> [À faire]: Réécrivez plus brièvement le paragraphe du texte à lire qui commence par « De même, nos maîtres estimaient », en conservant ses faits essentiels.

> [Texte à lire]:
**********
Dans ces conditions, nous ne saurions purement et simplement reprendre les analyses de nos maîtres, car celles-ci datent d'une époque où la société demeurait saine, si l'Etat était corrompu. Ils opposaient le pays réel au pays légal, le même pays d'ailleurs, mais pris soit dans son abstraction démocratique, soit dans son expression concrète. Au moment où cette distinction passe dans le langage courant, elle tend à perdre sa valeur, puisque la société s'étatise à mesure que l'Etat se socialise. Il n'y a pratiquement plus d'activité qui ne soit de quelque manière contrôlée, réglementée, et à la limite, commandée par la bureaucratie dirigeante.
De même, nos maîtres estimaient que, pour empêcher la ruine de la cathédrale, il suffisait de restaurer la clef de voûte. S'ils y étaient parvenus, tout aurait été, effectivement, sauvé. Ce ne fut pas. Comment jeter une clef de voûte sur une ruine ? Elle s'effondrerait avec elle. Il ne subsiste plus que les fondations, que le dessein général de l'édifice. La France ressemble à ces cités antiques, Glanum ou Amporia, que le barbare a rasées au sol, mais dont on retrouve, en creusant, le plan, inscrit dans la pierre.
**********
> [Jeu de données]:
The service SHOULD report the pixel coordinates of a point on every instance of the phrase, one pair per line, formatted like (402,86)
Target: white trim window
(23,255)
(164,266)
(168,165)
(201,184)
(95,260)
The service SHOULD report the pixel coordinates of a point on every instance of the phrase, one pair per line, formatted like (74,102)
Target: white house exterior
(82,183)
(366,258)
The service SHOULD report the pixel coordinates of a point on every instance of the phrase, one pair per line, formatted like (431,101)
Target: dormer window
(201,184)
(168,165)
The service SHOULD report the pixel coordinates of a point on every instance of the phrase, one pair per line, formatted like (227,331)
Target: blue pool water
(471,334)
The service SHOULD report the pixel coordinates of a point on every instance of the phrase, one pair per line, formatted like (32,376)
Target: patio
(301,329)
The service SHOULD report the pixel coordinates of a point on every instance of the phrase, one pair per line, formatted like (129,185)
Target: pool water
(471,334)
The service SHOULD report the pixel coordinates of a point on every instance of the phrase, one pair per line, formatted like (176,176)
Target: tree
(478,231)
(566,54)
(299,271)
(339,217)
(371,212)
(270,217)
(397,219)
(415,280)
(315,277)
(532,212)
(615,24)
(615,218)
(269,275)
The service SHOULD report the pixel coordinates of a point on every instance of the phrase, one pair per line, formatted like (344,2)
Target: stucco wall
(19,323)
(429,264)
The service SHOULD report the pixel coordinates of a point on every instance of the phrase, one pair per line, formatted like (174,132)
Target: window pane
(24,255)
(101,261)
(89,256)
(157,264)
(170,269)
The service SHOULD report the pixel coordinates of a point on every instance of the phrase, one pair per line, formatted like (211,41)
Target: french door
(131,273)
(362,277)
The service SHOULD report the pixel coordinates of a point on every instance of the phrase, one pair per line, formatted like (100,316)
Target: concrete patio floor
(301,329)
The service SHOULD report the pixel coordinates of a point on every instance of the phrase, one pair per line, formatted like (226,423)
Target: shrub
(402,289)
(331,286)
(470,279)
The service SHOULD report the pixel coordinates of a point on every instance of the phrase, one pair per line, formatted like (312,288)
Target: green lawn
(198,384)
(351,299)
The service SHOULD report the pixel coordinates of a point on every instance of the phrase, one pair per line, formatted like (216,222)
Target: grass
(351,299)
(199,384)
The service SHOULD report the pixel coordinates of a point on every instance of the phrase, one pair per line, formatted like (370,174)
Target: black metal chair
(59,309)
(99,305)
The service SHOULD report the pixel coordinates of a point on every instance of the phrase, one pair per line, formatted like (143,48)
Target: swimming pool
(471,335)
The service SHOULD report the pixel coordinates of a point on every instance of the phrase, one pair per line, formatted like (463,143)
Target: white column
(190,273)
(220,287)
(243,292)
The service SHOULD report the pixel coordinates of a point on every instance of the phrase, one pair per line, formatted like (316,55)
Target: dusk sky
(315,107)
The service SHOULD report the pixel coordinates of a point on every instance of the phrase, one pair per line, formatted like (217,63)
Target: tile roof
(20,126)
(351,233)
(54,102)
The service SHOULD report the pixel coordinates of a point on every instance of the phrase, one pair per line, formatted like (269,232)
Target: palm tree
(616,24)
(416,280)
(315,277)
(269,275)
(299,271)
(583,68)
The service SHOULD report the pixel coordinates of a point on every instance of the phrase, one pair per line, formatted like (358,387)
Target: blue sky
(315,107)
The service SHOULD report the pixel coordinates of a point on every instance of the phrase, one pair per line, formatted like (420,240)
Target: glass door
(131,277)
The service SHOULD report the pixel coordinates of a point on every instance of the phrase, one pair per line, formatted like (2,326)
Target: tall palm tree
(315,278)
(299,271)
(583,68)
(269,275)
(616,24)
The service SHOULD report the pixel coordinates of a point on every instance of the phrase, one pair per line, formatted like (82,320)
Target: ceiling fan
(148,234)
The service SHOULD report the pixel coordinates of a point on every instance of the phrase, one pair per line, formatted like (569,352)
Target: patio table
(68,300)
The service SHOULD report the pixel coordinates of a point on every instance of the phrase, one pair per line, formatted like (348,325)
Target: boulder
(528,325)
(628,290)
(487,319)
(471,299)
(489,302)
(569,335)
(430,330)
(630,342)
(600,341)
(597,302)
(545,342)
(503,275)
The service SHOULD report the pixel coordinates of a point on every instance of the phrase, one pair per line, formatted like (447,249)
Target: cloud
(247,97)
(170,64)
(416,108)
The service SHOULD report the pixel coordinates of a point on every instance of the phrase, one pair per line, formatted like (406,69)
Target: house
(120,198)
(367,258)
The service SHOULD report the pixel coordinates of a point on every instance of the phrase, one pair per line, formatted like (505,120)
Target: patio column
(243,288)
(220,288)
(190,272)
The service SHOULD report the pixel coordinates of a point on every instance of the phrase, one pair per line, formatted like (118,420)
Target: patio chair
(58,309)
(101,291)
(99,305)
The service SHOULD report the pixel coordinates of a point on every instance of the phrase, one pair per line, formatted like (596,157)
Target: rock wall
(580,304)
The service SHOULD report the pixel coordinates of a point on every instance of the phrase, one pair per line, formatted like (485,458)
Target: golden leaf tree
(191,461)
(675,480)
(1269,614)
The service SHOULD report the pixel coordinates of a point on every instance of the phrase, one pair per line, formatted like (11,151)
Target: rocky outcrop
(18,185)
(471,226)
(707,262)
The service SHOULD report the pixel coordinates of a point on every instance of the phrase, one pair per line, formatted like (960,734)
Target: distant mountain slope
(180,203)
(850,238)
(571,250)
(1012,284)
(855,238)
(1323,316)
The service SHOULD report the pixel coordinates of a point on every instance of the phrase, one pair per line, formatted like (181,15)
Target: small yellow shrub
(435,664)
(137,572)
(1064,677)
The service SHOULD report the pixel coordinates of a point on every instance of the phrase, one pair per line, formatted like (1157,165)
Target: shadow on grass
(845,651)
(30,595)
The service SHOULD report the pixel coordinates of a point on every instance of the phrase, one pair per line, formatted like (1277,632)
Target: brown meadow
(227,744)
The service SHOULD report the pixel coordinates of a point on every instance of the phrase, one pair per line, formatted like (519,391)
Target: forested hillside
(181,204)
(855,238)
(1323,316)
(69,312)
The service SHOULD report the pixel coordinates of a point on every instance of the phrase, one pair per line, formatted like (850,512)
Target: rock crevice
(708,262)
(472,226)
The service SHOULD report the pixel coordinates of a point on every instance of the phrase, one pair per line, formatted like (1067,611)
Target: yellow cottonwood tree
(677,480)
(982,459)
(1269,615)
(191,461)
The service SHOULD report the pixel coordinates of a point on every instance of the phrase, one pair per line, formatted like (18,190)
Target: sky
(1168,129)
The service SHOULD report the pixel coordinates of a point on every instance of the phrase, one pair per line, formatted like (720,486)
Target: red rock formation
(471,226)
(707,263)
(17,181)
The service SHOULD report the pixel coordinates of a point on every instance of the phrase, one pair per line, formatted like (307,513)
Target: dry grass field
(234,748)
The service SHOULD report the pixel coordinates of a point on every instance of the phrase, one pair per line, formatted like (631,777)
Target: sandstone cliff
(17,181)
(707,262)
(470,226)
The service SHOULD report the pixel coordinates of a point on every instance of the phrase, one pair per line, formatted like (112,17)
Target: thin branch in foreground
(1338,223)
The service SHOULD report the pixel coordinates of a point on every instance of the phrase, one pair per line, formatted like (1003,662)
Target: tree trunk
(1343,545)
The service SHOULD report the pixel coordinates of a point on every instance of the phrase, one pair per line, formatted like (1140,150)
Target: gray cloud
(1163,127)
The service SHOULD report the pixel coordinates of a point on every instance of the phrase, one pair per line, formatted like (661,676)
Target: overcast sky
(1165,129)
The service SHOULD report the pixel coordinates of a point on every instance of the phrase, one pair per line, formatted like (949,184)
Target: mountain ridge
**********
> [Réponse à l'exercice]: Nos maîtres pensaient qu'il suffisait de restaurer la clef de voûte pour sauver la cathédrale, mais ils n'y sont pas parvenus. Posée sur une ruine, une clef de voûte s'effondrerait avec elle. Il ne reste que les fondations et le dessein général de l'édifice. La France ressemble ainsi à Glanum ou Amporia, cités antiques rasées par le barbare dont on retrouve le plan en creusant.